__Instructions for the task__
Starting with the line that contains "[[509, 369]]", repeat exactly every line through the last one in the records below, and leave out the pictures.

======

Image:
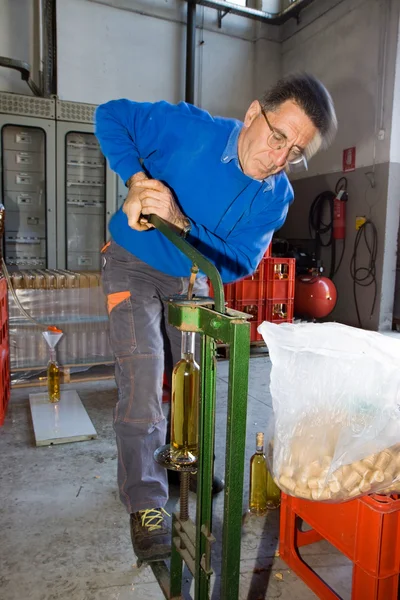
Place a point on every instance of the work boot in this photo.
(151, 536)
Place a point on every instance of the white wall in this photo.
(16, 41)
(142, 56)
(395, 137)
(351, 47)
(136, 49)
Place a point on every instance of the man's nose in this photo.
(280, 157)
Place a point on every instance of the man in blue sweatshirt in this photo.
(221, 184)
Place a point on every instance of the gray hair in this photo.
(312, 97)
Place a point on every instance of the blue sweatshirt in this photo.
(233, 216)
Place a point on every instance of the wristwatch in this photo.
(187, 226)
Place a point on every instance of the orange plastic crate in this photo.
(366, 530)
(280, 278)
(279, 311)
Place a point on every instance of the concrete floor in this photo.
(65, 535)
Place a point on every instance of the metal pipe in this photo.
(251, 13)
(41, 44)
(190, 51)
(49, 52)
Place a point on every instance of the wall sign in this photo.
(349, 159)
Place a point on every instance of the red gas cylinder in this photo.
(315, 296)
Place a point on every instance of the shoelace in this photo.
(152, 518)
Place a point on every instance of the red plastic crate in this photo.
(256, 309)
(279, 311)
(229, 292)
(366, 530)
(280, 277)
(249, 290)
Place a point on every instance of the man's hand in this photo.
(156, 198)
(132, 206)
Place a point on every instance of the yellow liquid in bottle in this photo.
(258, 504)
(184, 411)
(273, 493)
(53, 381)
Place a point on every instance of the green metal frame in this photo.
(191, 543)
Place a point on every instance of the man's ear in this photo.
(252, 113)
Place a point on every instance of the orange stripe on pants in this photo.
(114, 299)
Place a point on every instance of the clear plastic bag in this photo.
(336, 400)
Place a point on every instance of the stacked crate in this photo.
(267, 295)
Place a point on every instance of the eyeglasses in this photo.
(277, 141)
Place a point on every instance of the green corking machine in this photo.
(191, 542)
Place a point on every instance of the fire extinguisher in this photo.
(339, 209)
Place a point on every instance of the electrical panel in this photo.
(85, 201)
(24, 196)
(56, 186)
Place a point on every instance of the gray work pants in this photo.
(144, 345)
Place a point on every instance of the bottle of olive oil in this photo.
(52, 336)
(185, 404)
(258, 500)
(53, 377)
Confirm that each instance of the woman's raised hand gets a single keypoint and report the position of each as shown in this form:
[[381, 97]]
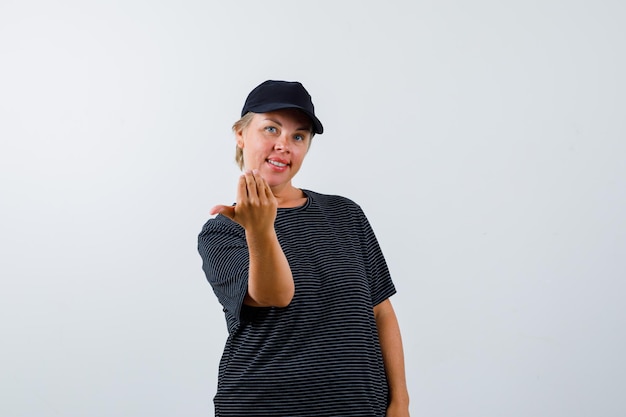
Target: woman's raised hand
[[256, 205]]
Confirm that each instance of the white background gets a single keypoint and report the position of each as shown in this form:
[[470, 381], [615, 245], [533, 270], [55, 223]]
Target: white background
[[485, 140]]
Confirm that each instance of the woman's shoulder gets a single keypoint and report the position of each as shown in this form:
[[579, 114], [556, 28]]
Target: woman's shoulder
[[332, 200], [220, 225]]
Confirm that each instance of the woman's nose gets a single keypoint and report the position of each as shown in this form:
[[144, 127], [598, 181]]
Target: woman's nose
[[281, 143]]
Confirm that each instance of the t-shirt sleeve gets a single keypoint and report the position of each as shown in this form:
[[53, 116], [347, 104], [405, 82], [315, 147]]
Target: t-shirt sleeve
[[225, 261], [380, 282]]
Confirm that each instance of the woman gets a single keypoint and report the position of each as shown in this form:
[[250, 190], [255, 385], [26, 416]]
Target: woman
[[302, 281]]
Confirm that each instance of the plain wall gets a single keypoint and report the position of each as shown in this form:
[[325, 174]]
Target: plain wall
[[485, 141]]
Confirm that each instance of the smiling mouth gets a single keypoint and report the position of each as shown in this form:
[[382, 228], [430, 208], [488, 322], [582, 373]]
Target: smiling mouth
[[276, 163]]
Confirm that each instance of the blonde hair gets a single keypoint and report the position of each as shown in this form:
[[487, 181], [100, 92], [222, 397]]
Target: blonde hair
[[239, 126]]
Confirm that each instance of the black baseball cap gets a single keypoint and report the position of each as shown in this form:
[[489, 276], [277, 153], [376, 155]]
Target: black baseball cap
[[276, 95]]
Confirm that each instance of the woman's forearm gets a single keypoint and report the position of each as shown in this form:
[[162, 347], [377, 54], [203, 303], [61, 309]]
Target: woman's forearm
[[393, 354], [270, 283]]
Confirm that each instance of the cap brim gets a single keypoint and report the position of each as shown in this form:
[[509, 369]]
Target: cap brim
[[264, 108]]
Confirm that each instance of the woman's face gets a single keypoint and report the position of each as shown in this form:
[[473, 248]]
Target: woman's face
[[276, 143]]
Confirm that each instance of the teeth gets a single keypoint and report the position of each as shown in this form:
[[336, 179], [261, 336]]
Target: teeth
[[278, 164]]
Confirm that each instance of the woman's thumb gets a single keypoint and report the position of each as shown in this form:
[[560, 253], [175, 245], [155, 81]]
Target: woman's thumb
[[228, 211]]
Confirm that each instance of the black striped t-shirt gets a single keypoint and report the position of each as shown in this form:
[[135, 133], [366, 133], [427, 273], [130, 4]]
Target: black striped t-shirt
[[319, 356]]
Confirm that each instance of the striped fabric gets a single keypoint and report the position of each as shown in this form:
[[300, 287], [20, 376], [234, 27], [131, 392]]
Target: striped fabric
[[320, 356]]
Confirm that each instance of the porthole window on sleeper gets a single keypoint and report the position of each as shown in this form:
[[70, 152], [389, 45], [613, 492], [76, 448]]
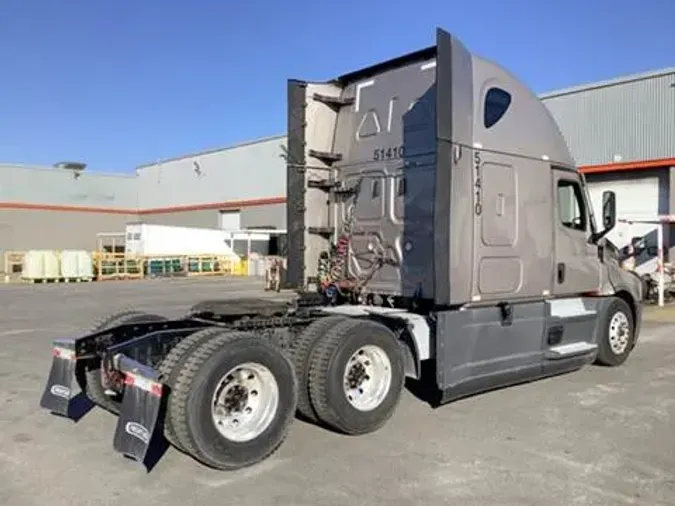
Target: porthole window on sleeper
[[497, 102]]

======

__Written answer__
[[509, 369]]
Target: cap brim
[[264, 108]]
Confirm that each instance of the woman's face gets a single keypoint and report the position of each as shown in this form:
[[473, 248]]
Target: woman's face
[[276, 143]]
Confirm that each instance of the teeth gets a single keypoint and report the position of each as shown in this form:
[[336, 179], [261, 336]]
Target: teeth
[[278, 164]]
Confirm that each instance of the woman's thumb gets a single keypoint and report the position of each as shown in this form:
[[560, 253], [175, 245], [155, 81]]
Target: woman's thumb
[[228, 211]]
Confirm that each instance of the black striped t-shirt gets a single keypoint and report the position of each as shown in this form:
[[135, 133], [366, 133], [427, 273], [130, 4]]
Target: black striped t-shirt
[[319, 356]]
Confirm that each instance of the striped fabric gets a single keypoint and report the position of each as shown in this form:
[[300, 287], [20, 376], [234, 27], [131, 392]]
Target: striped fabric
[[320, 356]]
Confirm that each instance of the porthole window on sleeper gets a single keypoint and report the position of each as shown in this form:
[[70, 152], [389, 45], [613, 492], [76, 448]]
Target: porthole window on sleeper
[[497, 102]]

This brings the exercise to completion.